# WORK REQUIRED:
Rewrite the listing below as a numbered list, one line per item, leaving out the blank lines.

# RECORDS SUPPLIED:
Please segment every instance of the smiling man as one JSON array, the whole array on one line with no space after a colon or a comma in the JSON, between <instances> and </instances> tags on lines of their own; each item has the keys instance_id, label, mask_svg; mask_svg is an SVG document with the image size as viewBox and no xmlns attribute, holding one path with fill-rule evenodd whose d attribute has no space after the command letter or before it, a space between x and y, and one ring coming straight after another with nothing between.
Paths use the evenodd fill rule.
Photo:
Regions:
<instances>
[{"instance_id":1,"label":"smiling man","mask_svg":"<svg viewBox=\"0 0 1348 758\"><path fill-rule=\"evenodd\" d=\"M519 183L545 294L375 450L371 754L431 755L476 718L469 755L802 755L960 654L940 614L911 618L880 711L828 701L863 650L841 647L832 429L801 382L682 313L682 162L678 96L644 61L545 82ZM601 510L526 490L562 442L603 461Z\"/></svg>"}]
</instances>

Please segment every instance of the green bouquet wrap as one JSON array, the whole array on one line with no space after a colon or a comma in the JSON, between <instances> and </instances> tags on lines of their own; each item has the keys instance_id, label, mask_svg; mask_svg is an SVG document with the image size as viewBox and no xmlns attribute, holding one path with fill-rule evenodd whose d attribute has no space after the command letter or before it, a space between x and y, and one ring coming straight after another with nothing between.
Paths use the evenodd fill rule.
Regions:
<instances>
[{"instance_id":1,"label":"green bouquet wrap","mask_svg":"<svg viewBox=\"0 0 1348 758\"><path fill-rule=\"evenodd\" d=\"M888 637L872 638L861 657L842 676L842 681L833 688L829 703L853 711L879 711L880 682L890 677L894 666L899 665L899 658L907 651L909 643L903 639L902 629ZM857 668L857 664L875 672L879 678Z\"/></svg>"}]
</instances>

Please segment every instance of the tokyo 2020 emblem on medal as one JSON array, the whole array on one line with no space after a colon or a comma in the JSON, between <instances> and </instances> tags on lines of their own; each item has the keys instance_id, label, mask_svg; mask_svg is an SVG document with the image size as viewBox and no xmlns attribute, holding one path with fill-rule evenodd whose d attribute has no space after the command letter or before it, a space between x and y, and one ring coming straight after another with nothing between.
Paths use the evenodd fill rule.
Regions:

# CORRECT RESULT:
1. Please segment every instance of the smiling man as one JSON array, the whole array on one line with no space after a colon or a comma in the JSON, between <instances> and </instances> tags on lines of their own; each item has the keys instance_id, label, mask_svg; mask_svg is an SVG document with the image size as viewBox and no xmlns attribute, holding one path with fill-rule evenodd whose d attribute has no space after the command letter or before it, a space between x and y, and one ring coming straight after another with nothing between.
2. Paths use the evenodd fill rule.
3. Photo:
4. Regions:
5. <instances>
6. [{"instance_id":1,"label":"smiling man","mask_svg":"<svg viewBox=\"0 0 1348 758\"><path fill-rule=\"evenodd\" d=\"M519 183L545 294L375 450L371 754L431 755L476 718L469 755L802 755L960 654L940 614L911 618L880 711L828 701L863 650L841 647L832 429L801 382L682 313L682 162L678 96L644 61L545 82ZM601 510L526 490L562 442L603 461Z\"/></svg>"}]
7. </instances>
8. Please segment every instance of the green bouquet wrap as one JSON array, the whole array on one line with no space after a colon or a comma in the JSON, between <instances> and </instances> tags on lines of their own; each item has the keys instance_id, label, mask_svg; mask_svg is an SVG document with the image size as viewBox and no xmlns attribute, holding one path with fill-rule evenodd whose d attribute has no space after the command letter or before it, a space between x and y, and one ring coming straight after another with nothing between.
9. Paths use the evenodd fill rule.
10. Regions:
11. <instances>
12. [{"instance_id":1,"label":"green bouquet wrap","mask_svg":"<svg viewBox=\"0 0 1348 758\"><path fill-rule=\"evenodd\" d=\"M888 637L872 638L861 657L842 676L842 681L833 688L829 703L853 711L879 711L880 682L890 677L894 666L899 665L899 658L907 651L909 643L903 639L902 629ZM857 668L857 664L875 672L879 678Z\"/></svg>"}]
13. </instances>
14. Please segment every instance of the tokyo 2020 emblem on medal as one JSON array, the whole array on one line with no space after a colon or a comma in the JSON, between <instances> and </instances> tags on lines of their own; each item has the keys instance_id, label, mask_svg; mask_svg is an SVG document with the image size as viewBox and no xmlns attribute, holding one path with fill-rule evenodd whose d attribute has no space after the command letter or before it, a space between x and y, and one ring coming straight after another with nothing between.
15. Paths use the evenodd fill rule.
16. Regions:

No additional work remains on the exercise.